* **Exercise instructions**:
Retype the material starting at the line containing "task: segment each instance of the player's" and ending at the end of the material.
* start Materials provided *
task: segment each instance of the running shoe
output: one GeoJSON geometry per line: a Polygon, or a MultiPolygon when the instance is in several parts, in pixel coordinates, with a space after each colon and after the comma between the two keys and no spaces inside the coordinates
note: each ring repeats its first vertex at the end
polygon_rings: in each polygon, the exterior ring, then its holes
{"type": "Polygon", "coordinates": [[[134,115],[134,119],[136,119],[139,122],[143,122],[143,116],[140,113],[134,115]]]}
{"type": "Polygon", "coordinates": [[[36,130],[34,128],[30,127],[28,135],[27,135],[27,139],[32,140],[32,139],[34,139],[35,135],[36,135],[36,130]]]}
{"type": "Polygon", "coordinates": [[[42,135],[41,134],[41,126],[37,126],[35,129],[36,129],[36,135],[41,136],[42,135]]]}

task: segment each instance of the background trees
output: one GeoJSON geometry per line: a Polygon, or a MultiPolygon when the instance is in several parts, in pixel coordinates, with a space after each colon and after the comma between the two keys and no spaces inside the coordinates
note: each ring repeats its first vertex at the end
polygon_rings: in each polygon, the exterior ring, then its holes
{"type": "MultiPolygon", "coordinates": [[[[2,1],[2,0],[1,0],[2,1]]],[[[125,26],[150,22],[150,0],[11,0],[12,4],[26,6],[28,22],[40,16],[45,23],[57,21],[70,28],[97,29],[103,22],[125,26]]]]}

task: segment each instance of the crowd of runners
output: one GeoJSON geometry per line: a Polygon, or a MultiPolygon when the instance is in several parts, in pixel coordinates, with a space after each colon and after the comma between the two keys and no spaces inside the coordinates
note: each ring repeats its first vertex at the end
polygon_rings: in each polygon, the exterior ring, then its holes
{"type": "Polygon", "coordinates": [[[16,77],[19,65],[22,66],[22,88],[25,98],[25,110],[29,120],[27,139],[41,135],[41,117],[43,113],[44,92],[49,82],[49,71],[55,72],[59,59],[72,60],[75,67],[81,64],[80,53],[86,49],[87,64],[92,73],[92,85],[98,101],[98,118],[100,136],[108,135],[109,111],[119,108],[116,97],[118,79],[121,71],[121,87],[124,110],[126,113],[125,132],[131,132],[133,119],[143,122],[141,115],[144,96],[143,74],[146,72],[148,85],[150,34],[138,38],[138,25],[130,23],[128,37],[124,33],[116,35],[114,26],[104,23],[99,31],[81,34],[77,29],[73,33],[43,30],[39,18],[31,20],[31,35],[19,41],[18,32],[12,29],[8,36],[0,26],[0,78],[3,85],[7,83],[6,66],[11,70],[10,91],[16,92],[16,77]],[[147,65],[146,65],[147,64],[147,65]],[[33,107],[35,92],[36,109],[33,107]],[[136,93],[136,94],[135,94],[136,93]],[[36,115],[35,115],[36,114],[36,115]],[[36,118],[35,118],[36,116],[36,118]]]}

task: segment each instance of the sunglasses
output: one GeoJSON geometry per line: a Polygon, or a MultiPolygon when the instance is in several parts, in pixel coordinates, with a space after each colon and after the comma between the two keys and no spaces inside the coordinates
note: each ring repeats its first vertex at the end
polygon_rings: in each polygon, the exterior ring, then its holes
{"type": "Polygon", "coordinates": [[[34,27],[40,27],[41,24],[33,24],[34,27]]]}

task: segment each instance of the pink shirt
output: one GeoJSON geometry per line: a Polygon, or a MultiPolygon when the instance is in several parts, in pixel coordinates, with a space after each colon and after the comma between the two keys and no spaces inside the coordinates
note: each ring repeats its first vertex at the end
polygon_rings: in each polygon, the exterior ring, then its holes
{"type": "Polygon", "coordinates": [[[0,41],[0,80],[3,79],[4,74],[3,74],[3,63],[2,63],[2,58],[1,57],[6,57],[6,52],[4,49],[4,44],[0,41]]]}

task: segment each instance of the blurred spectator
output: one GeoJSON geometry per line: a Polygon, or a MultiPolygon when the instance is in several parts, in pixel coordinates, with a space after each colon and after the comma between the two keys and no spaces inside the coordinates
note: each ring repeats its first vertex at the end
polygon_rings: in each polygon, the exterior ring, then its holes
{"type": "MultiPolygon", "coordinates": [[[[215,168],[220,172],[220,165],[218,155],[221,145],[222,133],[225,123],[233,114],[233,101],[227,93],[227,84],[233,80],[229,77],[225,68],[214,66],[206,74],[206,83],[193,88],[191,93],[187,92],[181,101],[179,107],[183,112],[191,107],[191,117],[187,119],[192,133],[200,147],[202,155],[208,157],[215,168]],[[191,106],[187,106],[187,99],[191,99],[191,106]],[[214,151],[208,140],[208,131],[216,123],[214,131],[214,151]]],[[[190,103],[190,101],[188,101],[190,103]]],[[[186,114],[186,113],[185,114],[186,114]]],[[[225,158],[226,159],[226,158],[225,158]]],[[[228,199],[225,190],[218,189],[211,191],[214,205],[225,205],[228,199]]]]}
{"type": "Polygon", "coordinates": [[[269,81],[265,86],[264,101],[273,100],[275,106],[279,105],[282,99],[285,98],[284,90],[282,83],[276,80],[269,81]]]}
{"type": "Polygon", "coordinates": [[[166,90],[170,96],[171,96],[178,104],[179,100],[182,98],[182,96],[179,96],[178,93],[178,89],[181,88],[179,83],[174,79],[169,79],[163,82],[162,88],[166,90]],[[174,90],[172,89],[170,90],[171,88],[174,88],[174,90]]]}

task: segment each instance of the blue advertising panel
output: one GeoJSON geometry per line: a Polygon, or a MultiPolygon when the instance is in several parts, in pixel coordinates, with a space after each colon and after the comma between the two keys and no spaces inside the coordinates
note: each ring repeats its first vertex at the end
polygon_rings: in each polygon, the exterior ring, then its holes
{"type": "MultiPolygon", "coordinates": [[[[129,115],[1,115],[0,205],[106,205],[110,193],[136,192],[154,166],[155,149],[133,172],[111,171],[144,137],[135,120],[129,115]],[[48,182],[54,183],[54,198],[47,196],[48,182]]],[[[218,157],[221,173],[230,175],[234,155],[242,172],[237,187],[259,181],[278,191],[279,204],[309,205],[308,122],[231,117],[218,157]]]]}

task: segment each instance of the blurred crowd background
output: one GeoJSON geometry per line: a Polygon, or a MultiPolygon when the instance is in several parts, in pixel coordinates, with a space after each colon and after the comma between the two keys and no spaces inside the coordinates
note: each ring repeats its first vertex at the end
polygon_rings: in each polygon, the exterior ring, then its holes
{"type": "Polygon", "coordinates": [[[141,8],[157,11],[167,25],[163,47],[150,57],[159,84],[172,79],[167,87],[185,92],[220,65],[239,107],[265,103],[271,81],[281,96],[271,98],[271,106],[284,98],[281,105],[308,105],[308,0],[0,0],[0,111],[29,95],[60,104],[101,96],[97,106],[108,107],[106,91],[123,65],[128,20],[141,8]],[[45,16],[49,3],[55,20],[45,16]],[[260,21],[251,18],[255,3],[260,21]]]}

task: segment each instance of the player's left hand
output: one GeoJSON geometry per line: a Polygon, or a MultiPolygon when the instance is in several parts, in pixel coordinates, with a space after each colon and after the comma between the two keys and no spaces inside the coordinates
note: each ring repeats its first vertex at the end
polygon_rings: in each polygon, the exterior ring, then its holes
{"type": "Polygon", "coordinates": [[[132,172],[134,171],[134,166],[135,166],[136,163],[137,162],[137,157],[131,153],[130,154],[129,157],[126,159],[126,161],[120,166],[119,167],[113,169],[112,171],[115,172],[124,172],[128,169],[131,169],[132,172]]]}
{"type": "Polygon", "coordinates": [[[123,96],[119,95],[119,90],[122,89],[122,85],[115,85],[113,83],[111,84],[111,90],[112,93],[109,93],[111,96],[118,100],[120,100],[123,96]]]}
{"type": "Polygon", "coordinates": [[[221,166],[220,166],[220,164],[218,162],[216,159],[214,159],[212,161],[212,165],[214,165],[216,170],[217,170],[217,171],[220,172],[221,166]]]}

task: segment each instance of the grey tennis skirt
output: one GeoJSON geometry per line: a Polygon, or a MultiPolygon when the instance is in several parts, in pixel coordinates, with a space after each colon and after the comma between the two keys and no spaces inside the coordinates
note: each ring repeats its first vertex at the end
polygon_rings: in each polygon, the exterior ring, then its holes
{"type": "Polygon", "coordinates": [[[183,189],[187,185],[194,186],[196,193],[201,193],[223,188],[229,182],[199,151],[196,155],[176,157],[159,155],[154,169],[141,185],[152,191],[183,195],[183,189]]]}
* end Materials provided *
* **Solution to the exercise**:
task: segment each instance of the player's left hand
output: one GeoJSON geometry per line: a Polygon, or a MultiPolygon when the instance is in several parts, in pixel coordinates, with a space after each colon and after the comma between the two keys and no spaces inside the coordinates
note: each ring repeats its first vertex at the end
polygon_rings: in each polygon, the exterior ring, then its holes
{"type": "Polygon", "coordinates": [[[132,172],[134,171],[134,166],[135,166],[136,163],[137,162],[137,157],[131,153],[130,154],[129,157],[126,159],[126,161],[120,166],[119,167],[113,169],[112,171],[115,172],[124,172],[128,169],[131,169],[132,172]]]}
{"type": "Polygon", "coordinates": [[[123,96],[119,95],[119,90],[122,89],[122,85],[115,85],[113,83],[111,84],[111,90],[112,93],[109,93],[111,96],[118,100],[120,100],[123,96]]]}
{"type": "Polygon", "coordinates": [[[221,166],[220,166],[220,164],[218,162],[216,159],[214,159],[212,161],[212,165],[214,165],[216,170],[217,170],[217,171],[220,172],[221,166]]]}

task: segment each instance of the grey tennis skirt
output: one GeoJSON geometry per line: a Polygon, or a MultiPolygon when the instance is in several parts, in pixel coordinates, with a space after each colon and after the comma between the two keys and no spaces inside the coordinates
note: each ring repeats its first vertex at the end
polygon_rings: in each polygon, the exterior ring, then its holes
{"type": "Polygon", "coordinates": [[[183,189],[187,185],[194,186],[196,193],[201,193],[223,188],[229,182],[199,151],[196,155],[176,157],[159,155],[154,169],[141,185],[152,191],[183,195],[183,189]]]}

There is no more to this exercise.